-- START --
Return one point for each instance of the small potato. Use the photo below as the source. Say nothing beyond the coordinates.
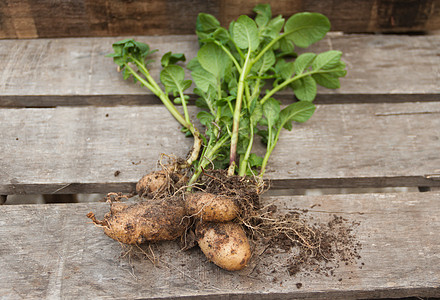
(211, 208)
(225, 244)
(146, 221)
(152, 183)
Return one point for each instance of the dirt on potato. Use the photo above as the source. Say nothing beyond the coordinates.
(311, 245)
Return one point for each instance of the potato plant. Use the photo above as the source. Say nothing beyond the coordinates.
(237, 73)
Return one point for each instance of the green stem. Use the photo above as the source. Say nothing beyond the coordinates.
(244, 161)
(270, 147)
(236, 117)
(283, 85)
(209, 156)
(185, 109)
(237, 65)
(162, 96)
(184, 121)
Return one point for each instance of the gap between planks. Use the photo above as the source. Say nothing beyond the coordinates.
(54, 250)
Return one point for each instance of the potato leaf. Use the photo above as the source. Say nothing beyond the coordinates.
(265, 63)
(206, 23)
(245, 33)
(170, 58)
(264, 14)
(273, 29)
(303, 61)
(213, 59)
(327, 80)
(327, 60)
(305, 88)
(173, 78)
(304, 29)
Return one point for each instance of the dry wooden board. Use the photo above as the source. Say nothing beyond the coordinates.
(79, 149)
(53, 72)
(52, 251)
(29, 18)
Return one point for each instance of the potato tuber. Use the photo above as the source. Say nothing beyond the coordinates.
(145, 221)
(211, 208)
(225, 244)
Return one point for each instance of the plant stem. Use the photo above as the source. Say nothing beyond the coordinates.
(236, 117)
(208, 157)
(184, 121)
(283, 85)
(237, 65)
(244, 161)
(270, 147)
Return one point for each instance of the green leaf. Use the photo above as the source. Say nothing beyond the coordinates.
(264, 14)
(206, 23)
(284, 69)
(327, 80)
(286, 46)
(273, 29)
(203, 79)
(173, 78)
(213, 59)
(306, 28)
(170, 58)
(221, 35)
(271, 110)
(305, 88)
(303, 61)
(327, 60)
(299, 111)
(245, 33)
(265, 63)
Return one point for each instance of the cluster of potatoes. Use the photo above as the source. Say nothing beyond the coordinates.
(222, 240)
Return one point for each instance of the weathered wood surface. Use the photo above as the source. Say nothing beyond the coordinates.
(53, 72)
(52, 251)
(30, 18)
(78, 149)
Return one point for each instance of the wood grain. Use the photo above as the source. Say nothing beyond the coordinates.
(54, 72)
(30, 18)
(78, 149)
(52, 251)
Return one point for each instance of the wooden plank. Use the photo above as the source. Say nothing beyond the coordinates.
(78, 149)
(52, 251)
(29, 18)
(54, 72)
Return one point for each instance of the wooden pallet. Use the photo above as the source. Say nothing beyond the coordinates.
(67, 121)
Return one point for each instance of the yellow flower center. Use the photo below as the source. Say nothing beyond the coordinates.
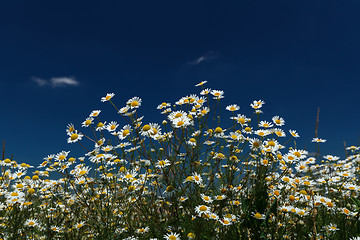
(258, 215)
(178, 115)
(218, 130)
(134, 104)
(74, 136)
(180, 123)
(146, 128)
(31, 191)
(154, 131)
(126, 132)
(203, 208)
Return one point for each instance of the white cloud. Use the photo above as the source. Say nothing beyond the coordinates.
(206, 57)
(56, 81)
(40, 82)
(198, 60)
(63, 81)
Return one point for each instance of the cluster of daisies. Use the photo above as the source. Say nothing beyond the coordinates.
(181, 179)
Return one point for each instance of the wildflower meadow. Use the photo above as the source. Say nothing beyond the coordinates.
(188, 176)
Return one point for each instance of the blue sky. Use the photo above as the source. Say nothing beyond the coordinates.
(58, 58)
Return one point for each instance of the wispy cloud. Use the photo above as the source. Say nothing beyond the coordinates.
(56, 81)
(205, 57)
(40, 82)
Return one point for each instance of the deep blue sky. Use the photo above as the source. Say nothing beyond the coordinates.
(295, 55)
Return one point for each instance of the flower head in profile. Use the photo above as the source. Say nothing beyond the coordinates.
(134, 102)
(107, 97)
(217, 94)
(232, 108)
(200, 84)
(74, 137)
(257, 104)
(172, 236)
(318, 140)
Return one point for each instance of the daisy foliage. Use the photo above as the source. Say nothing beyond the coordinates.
(182, 179)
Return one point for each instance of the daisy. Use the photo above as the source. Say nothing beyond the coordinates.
(265, 124)
(192, 142)
(107, 97)
(87, 122)
(294, 133)
(205, 91)
(95, 113)
(262, 132)
(176, 114)
(134, 102)
(318, 140)
(163, 163)
(257, 104)
(242, 119)
(61, 155)
(226, 221)
(181, 122)
(197, 178)
(172, 236)
(232, 108)
(124, 132)
(100, 126)
(200, 84)
(31, 223)
(278, 121)
(124, 110)
(163, 105)
(331, 227)
(112, 126)
(79, 224)
(205, 198)
(203, 112)
(143, 230)
(258, 216)
(279, 132)
(247, 130)
(70, 129)
(217, 94)
(202, 209)
(74, 137)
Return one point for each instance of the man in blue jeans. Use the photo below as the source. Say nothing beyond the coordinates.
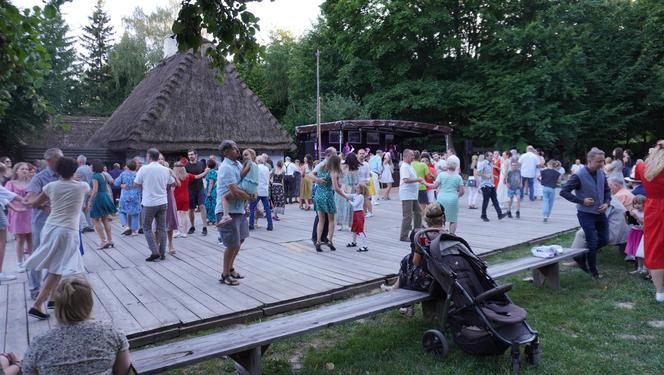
(592, 197)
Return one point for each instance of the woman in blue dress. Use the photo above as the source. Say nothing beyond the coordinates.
(130, 199)
(327, 181)
(211, 198)
(101, 206)
(450, 189)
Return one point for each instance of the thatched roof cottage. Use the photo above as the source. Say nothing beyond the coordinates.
(180, 105)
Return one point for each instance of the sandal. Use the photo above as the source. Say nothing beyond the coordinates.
(236, 275)
(331, 245)
(228, 280)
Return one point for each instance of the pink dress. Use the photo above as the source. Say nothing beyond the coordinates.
(19, 222)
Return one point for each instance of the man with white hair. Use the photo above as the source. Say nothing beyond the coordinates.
(40, 214)
(289, 179)
(592, 197)
(529, 162)
(84, 174)
(451, 156)
(618, 191)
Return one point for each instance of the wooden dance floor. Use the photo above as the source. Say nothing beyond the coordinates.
(162, 300)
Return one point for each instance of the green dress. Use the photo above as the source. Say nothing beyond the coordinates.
(102, 205)
(324, 196)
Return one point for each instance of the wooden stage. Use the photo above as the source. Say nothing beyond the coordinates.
(162, 300)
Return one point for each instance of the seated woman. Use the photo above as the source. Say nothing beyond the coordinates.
(79, 345)
(413, 273)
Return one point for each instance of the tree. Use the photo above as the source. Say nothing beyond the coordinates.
(97, 79)
(232, 27)
(61, 80)
(23, 64)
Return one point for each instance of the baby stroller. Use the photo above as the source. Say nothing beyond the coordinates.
(480, 317)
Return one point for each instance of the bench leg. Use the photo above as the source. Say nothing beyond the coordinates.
(249, 361)
(550, 274)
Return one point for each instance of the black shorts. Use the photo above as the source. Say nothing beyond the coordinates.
(196, 198)
(422, 197)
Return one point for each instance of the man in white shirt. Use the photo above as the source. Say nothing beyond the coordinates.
(576, 166)
(451, 156)
(263, 194)
(529, 162)
(289, 179)
(363, 175)
(408, 190)
(153, 179)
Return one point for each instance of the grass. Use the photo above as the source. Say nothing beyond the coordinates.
(587, 327)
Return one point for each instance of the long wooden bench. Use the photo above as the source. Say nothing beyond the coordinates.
(246, 344)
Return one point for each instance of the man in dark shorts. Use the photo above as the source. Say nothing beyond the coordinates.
(233, 234)
(196, 192)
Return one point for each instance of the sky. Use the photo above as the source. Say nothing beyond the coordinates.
(295, 16)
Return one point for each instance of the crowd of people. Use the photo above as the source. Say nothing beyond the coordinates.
(50, 205)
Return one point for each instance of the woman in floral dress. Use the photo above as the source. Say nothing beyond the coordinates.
(211, 199)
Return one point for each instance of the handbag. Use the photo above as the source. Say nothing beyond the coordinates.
(472, 182)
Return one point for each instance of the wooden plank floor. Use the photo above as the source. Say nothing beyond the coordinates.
(153, 301)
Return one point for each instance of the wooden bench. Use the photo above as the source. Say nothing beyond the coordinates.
(246, 344)
(544, 269)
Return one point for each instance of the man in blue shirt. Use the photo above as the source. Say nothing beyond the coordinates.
(40, 214)
(235, 232)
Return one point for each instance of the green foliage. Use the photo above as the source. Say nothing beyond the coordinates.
(60, 88)
(232, 27)
(97, 80)
(23, 64)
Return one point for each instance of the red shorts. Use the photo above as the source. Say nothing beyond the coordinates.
(358, 222)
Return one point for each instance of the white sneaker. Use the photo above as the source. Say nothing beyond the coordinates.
(6, 277)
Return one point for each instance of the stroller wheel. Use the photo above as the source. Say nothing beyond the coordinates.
(433, 341)
(532, 354)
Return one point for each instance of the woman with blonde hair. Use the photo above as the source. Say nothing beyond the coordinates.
(386, 176)
(473, 181)
(79, 344)
(20, 221)
(651, 174)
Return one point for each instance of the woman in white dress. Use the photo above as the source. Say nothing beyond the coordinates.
(386, 176)
(502, 187)
(58, 252)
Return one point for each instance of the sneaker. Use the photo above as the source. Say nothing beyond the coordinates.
(224, 220)
(38, 314)
(6, 277)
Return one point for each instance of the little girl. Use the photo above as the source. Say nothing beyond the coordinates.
(357, 202)
(634, 248)
(248, 183)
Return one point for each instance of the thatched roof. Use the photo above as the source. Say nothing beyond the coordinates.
(407, 128)
(180, 105)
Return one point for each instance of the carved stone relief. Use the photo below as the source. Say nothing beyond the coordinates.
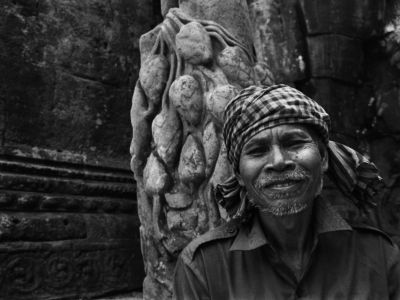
(191, 68)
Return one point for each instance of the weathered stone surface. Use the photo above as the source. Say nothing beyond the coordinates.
(23, 227)
(218, 99)
(230, 14)
(339, 100)
(62, 270)
(211, 144)
(357, 18)
(194, 44)
(155, 178)
(167, 135)
(236, 65)
(67, 72)
(278, 39)
(186, 95)
(178, 200)
(182, 220)
(192, 164)
(336, 56)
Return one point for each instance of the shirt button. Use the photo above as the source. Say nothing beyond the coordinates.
(231, 230)
(300, 292)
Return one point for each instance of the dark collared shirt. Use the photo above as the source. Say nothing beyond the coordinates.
(236, 261)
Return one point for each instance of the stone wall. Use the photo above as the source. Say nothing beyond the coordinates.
(68, 210)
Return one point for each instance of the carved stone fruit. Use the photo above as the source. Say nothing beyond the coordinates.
(211, 144)
(185, 93)
(141, 137)
(167, 135)
(182, 220)
(218, 99)
(222, 168)
(153, 76)
(156, 179)
(236, 66)
(194, 44)
(191, 165)
(179, 200)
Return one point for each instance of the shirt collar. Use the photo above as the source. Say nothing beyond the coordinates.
(327, 219)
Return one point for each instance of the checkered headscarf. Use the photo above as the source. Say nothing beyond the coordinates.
(258, 108)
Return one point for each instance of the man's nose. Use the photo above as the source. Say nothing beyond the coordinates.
(279, 160)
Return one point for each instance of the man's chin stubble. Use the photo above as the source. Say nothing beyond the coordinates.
(283, 209)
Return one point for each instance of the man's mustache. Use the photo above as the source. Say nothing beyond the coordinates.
(267, 179)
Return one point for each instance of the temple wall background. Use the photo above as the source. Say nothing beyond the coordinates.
(70, 210)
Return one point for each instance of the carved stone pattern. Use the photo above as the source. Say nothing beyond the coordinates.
(66, 273)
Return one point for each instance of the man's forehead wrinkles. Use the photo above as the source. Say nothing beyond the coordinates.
(280, 133)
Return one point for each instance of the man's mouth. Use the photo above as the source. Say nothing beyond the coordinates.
(283, 188)
(281, 185)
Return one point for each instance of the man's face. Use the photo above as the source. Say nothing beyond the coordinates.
(282, 169)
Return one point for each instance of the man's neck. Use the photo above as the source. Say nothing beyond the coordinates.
(291, 236)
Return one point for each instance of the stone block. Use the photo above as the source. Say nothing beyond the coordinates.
(335, 56)
(278, 40)
(356, 18)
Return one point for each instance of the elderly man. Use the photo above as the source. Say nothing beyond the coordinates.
(283, 240)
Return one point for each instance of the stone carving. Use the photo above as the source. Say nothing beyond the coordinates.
(191, 69)
(67, 271)
(66, 230)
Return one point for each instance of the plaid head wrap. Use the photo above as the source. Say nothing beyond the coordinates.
(258, 108)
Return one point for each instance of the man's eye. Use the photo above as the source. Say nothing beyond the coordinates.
(295, 143)
(255, 151)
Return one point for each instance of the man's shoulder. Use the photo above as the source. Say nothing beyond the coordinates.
(221, 233)
(371, 231)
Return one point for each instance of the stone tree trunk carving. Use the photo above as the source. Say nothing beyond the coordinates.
(199, 57)
(191, 67)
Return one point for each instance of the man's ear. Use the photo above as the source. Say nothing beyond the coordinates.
(325, 160)
(239, 179)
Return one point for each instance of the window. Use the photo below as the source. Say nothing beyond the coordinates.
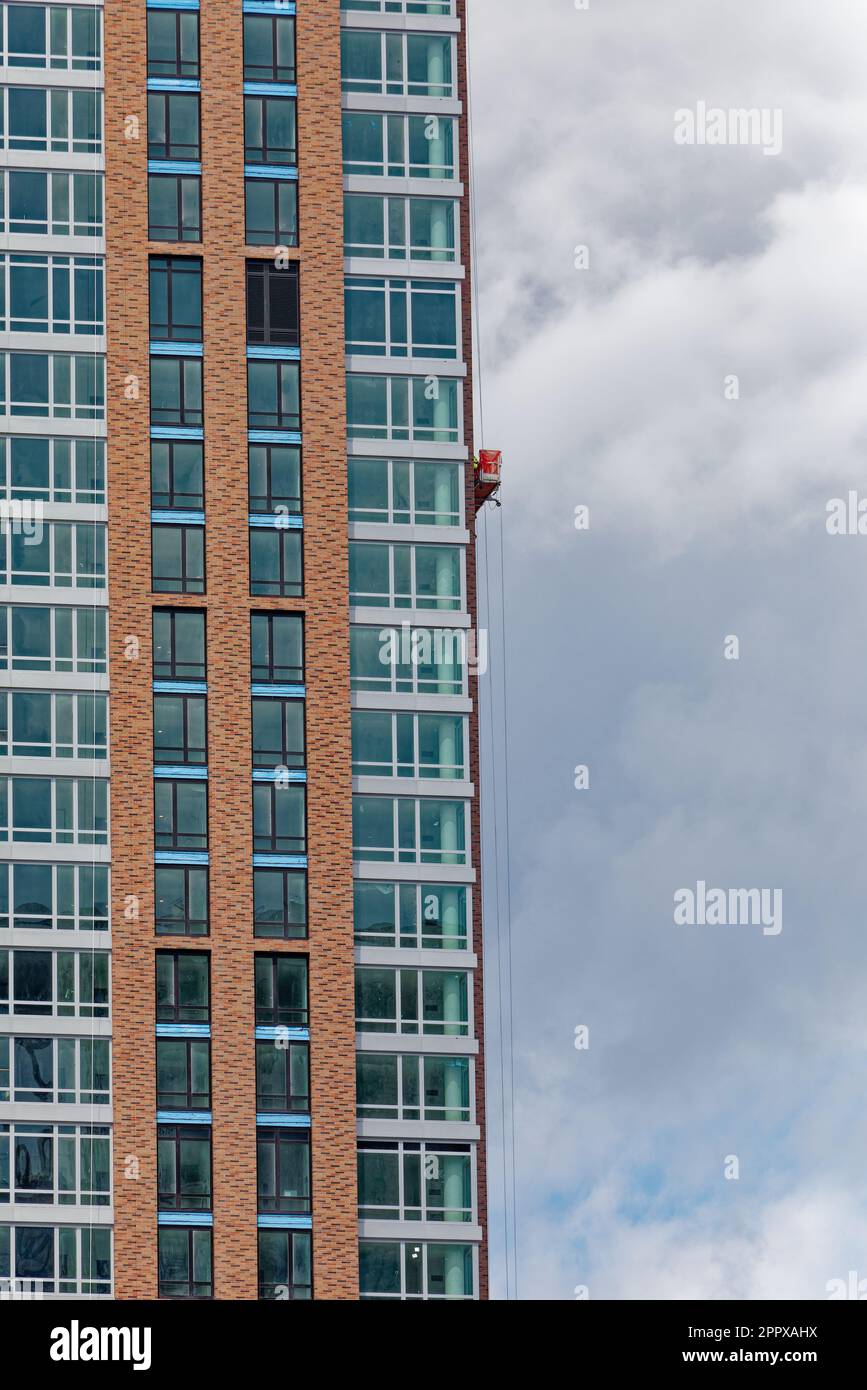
(46, 724)
(184, 1168)
(277, 647)
(52, 120)
(42, 203)
(174, 206)
(413, 1087)
(279, 904)
(178, 645)
(181, 901)
(268, 47)
(399, 146)
(56, 1070)
(273, 305)
(279, 819)
(399, 228)
(275, 562)
(172, 43)
(403, 407)
(67, 555)
(175, 392)
(405, 491)
(175, 299)
(172, 125)
(398, 1269)
(54, 897)
(284, 1172)
(67, 1260)
(61, 984)
(274, 395)
(275, 478)
(53, 385)
(278, 731)
(181, 815)
(184, 1075)
(185, 1262)
(407, 745)
(281, 991)
(432, 1002)
(400, 830)
(53, 470)
(270, 129)
(184, 988)
(53, 640)
(445, 7)
(396, 64)
(54, 811)
(177, 474)
(178, 559)
(59, 38)
(52, 293)
(409, 659)
(282, 1077)
(285, 1264)
(61, 1165)
(402, 319)
(405, 576)
(271, 211)
(414, 1182)
(179, 729)
(417, 915)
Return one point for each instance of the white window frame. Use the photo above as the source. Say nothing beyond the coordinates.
(65, 708)
(438, 1114)
(54, 225)
(56, 61)
(395, 767)
(70, 1052)
(417, 940)
(71, 877)
(399, 252)
(74, 1141)
(411, 637)
(79, 831)
(428, 1153)
(57, 268)
(64, 469)
(418, 1026)
(443, 7)
(411, 601)
(63, 402)
(393, 128)
(413, 1250)
(59, 117)
(406, 289)
(68, 1287)
(53, 663)
(393, 52)
(396, 854)
(64, 538)
(53, 1008)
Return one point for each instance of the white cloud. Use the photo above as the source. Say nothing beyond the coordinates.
(605, 387)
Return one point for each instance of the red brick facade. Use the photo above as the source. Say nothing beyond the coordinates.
(228, 608)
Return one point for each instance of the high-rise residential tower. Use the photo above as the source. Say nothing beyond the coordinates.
(241, 1002)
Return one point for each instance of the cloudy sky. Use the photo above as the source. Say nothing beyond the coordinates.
(606, 387)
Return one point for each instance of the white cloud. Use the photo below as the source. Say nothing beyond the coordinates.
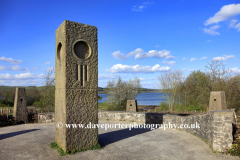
(33, 69)
(153, 53)
(193, 59)
(170, 62)
(20, 76)
(119, 55)
(3, 68)
(211, 30)
(139, 8)
(119, 68)
(20, 82)
(223, 58)
(191, 70)
(235, 70)
(203, 58)
(10, 60)
(238, 26)
(107, 76)
(225, 13)
(140, 54)
(152, 78)
(18, 68)
(13, 68)
(169, 57)
(232, 23)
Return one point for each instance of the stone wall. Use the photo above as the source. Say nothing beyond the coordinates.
(46, 117)
(215, 127)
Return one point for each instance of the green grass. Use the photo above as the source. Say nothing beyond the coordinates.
(102, 106)
(62, 153)
(6, 107)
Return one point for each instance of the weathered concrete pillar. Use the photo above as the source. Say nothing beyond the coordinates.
(131, 106)
(20, 105)
(76, 84)
(7, 113)
(217, 101)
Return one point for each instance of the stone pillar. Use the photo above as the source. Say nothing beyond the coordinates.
(7, 113)
(131, 106)
(76, 84)
(20, 105)
(217, 101)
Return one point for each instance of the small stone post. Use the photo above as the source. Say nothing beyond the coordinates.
(217, 101)
(131, 106)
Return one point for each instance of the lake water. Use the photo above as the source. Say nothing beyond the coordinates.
(142, 98)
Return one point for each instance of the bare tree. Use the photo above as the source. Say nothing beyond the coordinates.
(169, 82)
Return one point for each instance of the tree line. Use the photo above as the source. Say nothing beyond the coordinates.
(193, 92)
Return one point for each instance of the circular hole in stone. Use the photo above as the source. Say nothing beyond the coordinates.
(81, 50)
(59, 50)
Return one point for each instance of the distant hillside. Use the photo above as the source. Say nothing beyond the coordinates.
(101, 90)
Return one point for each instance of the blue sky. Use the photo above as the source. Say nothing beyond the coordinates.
(135, 37)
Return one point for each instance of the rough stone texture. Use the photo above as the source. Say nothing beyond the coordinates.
(20, 111)
(217, 101)
(76, 96)
(46, 117)
(131, 106)
(215, 127)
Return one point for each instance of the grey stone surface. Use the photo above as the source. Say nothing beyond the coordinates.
(32, 141)
(76, 73)
(217, 101)
(20, 112)
(46, 117)
(131, 106)
(215, 127)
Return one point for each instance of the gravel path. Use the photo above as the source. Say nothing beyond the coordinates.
(32, 141)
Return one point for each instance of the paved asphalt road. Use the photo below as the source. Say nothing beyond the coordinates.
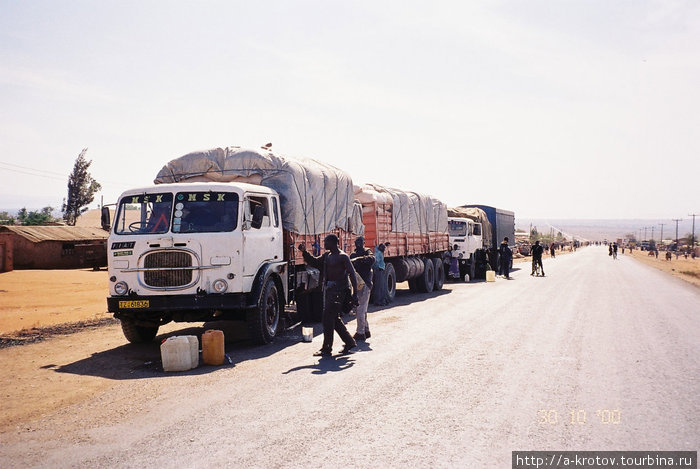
(598, 355)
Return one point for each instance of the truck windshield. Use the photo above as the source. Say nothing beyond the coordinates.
(205, 212)
(457, 228)
(144, 214)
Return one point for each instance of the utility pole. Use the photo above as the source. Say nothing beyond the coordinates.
(677, 220)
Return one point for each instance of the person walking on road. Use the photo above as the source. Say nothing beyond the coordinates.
(506, 255)
(537, 258)
(336, 268)
(363, 261)
(380, 298)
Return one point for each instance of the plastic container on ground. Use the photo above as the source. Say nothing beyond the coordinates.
(176, 354)
(307, 334)
(213, 350)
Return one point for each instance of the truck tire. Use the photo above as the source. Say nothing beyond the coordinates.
(390, 282)
(439, 274)
(264, 320)
(138, 334)
(426, 282)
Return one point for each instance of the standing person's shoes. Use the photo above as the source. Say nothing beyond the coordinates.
(348, 349)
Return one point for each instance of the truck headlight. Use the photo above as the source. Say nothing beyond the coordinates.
(121, 288)
(220, 285)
-- END --
Retype verbatim only the lines beginning with the line that contains "Return one point for each instance of the rough" and ending with the last line of the listing above; pictures are to be excluded.

Return one point for each instance of the rough stone texture. Use the photo above as the source. Say nothing beyond the coordinates.
(20, 111)
(217, 101)
(76, 96)
(46, 117)
(131, 106)
(215, 127)
Return one point for each instance of the grey stone surface. Use the photo above as the source. Say nothing beyond the coordinates.
(32, 141)
(76, 73)
(217, 101)
(20, 112)
(46, 117)
(131, 106)
(215, 127)
Return one point for each instance of the gravel path. Use the photo above as the source. Say nothing beyond the coordinates.
(32, 141)
Return one point for each instance of the paved asphalt road. Use the photo below as the source. Say nothing beyond the coordinates.
(598, 355)
Return one point for each instance of the truck windshield. Use the photo above as the source. Say nothing beyond the coordinates.
(205, 212)
(457, 228)
(144, 214)
Return one point for each instance of the utility pole. Use the photo above as the source. Say nothing beyond the coordinates.
(677, 220)
Return one point for each instance of the person walking on road. Use the photo above as the source. Say nothing beyond the coordinates.
(506, 255)
(537, 258)
(336, 268)
(363, 261)
(380, 298)
Return one point for each instance of the plastic container on ground. Use the photo above as the source. Say nothing beyond the coordinates.
(176, 354)
(307, 334)
(213, 350)
Return one point for each instance of the truck tire. Use the photo above as the source. Say nothing beyond the coordinates.
(390, 282)
(439, 274)
(264, 320)
(138, 334)
(426, 282)
Return one point for each instance of the standing person's shoes. Use the photo above as the source. Say nothing beyond the coordinates.
(348, 349)
Return one point for each instance of the truck headlight. Use the photo above as the source. Say nothing beyond the coordinates.
(121, 288)
(220, 285)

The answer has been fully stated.